___ Excerpted text ___
IN THE COURT OF APPEALS OF TENNESSEE AT NASHVILLE FILED July 1, 1998 DAVID K. WACHTEL, JR., ) ) Cecil W. Crowson Plaintiff/Appellant, ) Appellate Court Clerk ) Appeal No. VS. ) 01-A-01-9708-CH-00396 ) THE WESTERN SIZZLIN ) Davidson Chancery CORPORATION f/k/a FRANCHISEE ) No. 95-781-I ACQUISITION CORPORATION, ) ) Defendant-Counter ) Claimant/Appellee ) ) VS. ) ) DAVID K. WACHTEL, JR., AND ) RESTAURANT MANAGEMENT ) SERVICES, INC., ) ) Counter-Defendants. )

APPEALED FROM THE CHANCERY COURT OF DAVIDSON COUNTY AT NASHVILLE, TENNESSEE

THE HONORABLE IRVIN H. KILCREASE, JR., CHANCELLOR

JON D. ROSS EDMUND L. CAREY, JR. 2000 First Union Tower 150 Fourth Avenue North Nashville, Tennessee 37219 Attorneys for Plaintiff/Appellant

MICHAEL L. DAGLEY OVERTON THOMPSON III STEPHEN H. PRICE 424 Church Street, Suite 1900 Nashville, Tennessee 37219 Attorneys for Defendant/Appellee

REVERSED AND REMANDED

BEN H. CANTRELL, JUDGE

CONCUR: KOCH, J. BUSSART, S.J.

OPINION This breach of contract case is before us on a Rule 54.02, Tenn. R. Civ.

Proc. appeal. The only question for our decision is whether the trial court erred in

granting the defendant’s motion for partial summary judgment on the plaintiff’s claim

for certain consequential damages arising from the defendant’s breach of contract.

We reverse the trial court.

I. Facts and Prior Proceedings

The plaintiff, David K. Wachtel, Jr., is an experienced restaurant

executive, who had been the President of Shoney’s, and the President and C.E.O. of

the O’Charley’s restaurant chain. Mr. Wachtel was also the sole owner of Restaurant

Management Services, Inc. (RMS), a former franchisee of restaurants operated as

part of the Western Sizzlin chain of steakhouses. In 1992, Western Sizzlin’s parent

company, Western Sizzlin, Inc. (WSI) filed for Chapter 11 bankruptcy.

Restaurant Management Services was a secured creditor of WSI, and

Mr. Wachtel sponsored a reorganization plan that enabled him to settle the claims of

RMS for cash plus stock in WSI’s successor corporation. This corporation was initially

called Franchisee Acquisition Corporation, but the name was later changed to

Western Sizzlin Corporation (WSC).

The reorganization plan involved changes in the structure of the

franchisor, designed to enable it to go public within five years. Mr. Wachtel proposed

that the company make itself attractive to the financial markets by creating a profitable

core of company-operated franchises in geographically concentrated areas, a tactic

that he had successfully pursued in turning O’Charley’s into a publicly-owned

company.

-2- After extensive negotiations, Mr. Wachtel and Franchisee Acquisition

Corporation agreed on an employment contact, which the parties signed on November

11, 1993. The agreement provided that Wachtel was to become the President and

CEO of the reorganized company for five years, and to receive a base annual salary,

annual cost of living increases, and an annual bonus equaling 3.5% of the

corporation’s pretax operating income. On the same day that the employment

contract was signed, the Board of Directors instructed Mr. Wachtel to carry out the

reorganization plan, with the ultimate goal of offering the company’s stock to the

public.
___
**Exercises:**
1. Please transcribe everything from "CONCUR: KOCH, J." down to "breach of contract." in the court opinion.
2. Answer these questions from the court opinion:
(a) In what year did Western Sizzlin, Inc. file for Chapter 11 bankruptcy?
(b) On what date did the parties sign the employment agreement?
(c) What percentage of the corporation's pretax operating income was the annual bonus to equal?
3. Name every attorney listed in the court opinion.
___ Dataset section ___
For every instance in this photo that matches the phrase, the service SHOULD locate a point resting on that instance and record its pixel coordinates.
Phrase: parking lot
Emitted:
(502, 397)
___
**Complete answers:**
1.
CONCUR: KOCH, J. BUSSART, S.J.

OPINION This breach of contract case is before us on a Rule 54.02, Tenn. R. Civ.

Proc. appeal. The only question for our decision is whether the trial court erred in

granting the defendant’s motion for partial summary judgment on the plaintiff’s claim

for certain consequential damages arising from the defendant’s breach of contract.

2.
(a) 1992
(b) November 11, 1993
(c) 3.5%

3.
Jon D. Ross
Edmund L. Carey, Jr.
Michael L. Dagley
Overton Thompson III
Stephen H. Price